Provided passage>

We do not wish to over-emphasise apical wall growth here, because it is not the end of the story for the fungal wall. During the past several years a clear picture has emerged for the cell wall of yeasts and filamentous fungi alike being an extremely dynamic construction with its components maintained in continual balance as wall enzymes repair and remodel the original wall. Cell wall damage in budding yeast, Saccharomyces cerevisiae, triggers a salvage mechanism called the cell-wall-integrity pathway consisting of at least 18 cell-wall-maintenance genes controlled by a single transcription factor and a specific signal transduction pathway. Sequences belonging to this integrity pathway are conserved in several yeasts and filamentous fungi (Smits et al., 1999; de Nobel, van den Ende & Klis, 2000; Bowman & Free, 2006; Klis et al., 2006).

We discuss the dynamic nature of the fungal cell wall elsewhere in this text in discussions of:

  • hyphal and spore differentiation (CLICK HERE to view the page in Chapter 9),
  • hyphal branching (CLICK HERE to view the page in Chapter 4),
  • septation (CLICK HERE to view the page in Chapter 4; and CLICK HERE to view the page in Chapter 5),
  • hyphal anastomosis (CLICK HERE to view the page in Chapter 5).

Given information>
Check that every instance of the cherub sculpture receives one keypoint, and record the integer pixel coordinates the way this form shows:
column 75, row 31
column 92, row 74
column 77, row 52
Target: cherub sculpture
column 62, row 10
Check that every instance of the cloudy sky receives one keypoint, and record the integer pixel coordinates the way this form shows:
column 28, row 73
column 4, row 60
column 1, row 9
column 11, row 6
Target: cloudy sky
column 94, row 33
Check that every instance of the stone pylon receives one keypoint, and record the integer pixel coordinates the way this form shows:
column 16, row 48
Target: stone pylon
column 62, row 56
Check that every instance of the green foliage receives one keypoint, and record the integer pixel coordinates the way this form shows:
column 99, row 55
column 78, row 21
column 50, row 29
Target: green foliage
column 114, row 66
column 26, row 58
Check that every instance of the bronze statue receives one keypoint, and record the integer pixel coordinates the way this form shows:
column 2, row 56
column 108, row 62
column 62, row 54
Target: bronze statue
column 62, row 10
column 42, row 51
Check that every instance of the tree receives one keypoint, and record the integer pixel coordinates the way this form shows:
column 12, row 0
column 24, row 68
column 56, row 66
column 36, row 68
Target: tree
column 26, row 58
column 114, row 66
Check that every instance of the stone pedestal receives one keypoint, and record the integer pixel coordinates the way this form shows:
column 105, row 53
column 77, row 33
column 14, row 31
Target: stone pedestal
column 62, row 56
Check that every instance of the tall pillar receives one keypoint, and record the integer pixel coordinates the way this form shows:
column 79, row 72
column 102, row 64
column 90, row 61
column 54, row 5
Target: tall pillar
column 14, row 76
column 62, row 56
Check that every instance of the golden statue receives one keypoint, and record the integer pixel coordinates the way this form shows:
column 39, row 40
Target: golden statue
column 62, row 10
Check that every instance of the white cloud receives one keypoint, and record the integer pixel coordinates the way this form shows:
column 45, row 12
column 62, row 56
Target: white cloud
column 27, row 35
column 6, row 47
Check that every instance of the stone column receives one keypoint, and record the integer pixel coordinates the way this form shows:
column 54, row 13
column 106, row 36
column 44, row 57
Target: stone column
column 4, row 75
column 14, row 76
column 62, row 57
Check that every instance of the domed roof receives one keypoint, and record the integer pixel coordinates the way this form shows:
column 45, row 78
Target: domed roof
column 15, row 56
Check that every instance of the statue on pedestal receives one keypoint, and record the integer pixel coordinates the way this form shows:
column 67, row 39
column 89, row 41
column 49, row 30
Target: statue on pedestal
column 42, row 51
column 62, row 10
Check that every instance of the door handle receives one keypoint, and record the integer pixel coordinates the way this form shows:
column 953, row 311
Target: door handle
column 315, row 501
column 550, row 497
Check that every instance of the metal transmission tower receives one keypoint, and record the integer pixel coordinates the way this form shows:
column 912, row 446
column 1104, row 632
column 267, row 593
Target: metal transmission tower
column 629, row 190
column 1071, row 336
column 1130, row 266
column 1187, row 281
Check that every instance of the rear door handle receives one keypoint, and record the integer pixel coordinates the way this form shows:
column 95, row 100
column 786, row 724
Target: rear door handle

Exercise set>
A) Translate this sentence from the passage on the fungal cell wall into Spanish: "We do not wish to over-emphasise apical wall growth here, because it is not the end of the story for the fungal wall."
B) Write the next part of the passage on the fungal cell wall, picking up after its final line.

Answer section>
A) No queremos poner demasiado énfasis aquí en el crecimiento apical de la pared, porque no es el final de la historia de la pared fúngica.

B)
All of these processes require that wall synthesis is restarted within a mature wall at a very closely-controlled place and at a particular time. Another relevant circumstance to be aware of is that two hyphal branches that have to be joined together will synthesise a joint wall, and the resultant join can be stronger than the original hyphal walls (CLICK HERE to view the page in Chapter 12).

All such remodelling depends on the coordinated activity of several glycoproteins already present within the wall structure. The ‘wall-associated enzymes’ involved include chitinases, glucanases and peptidases (Cohen-Kupiec & Chet, 1998; Adams, 2004; Seidl, 2008); enzymes that hydrolyse and breakdown cell wall components, as well as glycosyltransferases which are involved in the synthesis and cross-linking of wall polymers. The enzymatic activities of these proteins must be properly controlled so that the mature cell wall gains enough elasticity to allow the new growth while maintaining sufficient strength to avoid cell lysis. Several wall-associated enzymes have been identified in both S. cerevisiae and A. fumigatus and shown to be involved in cell wall remodelling (Bowman & Free, 2006).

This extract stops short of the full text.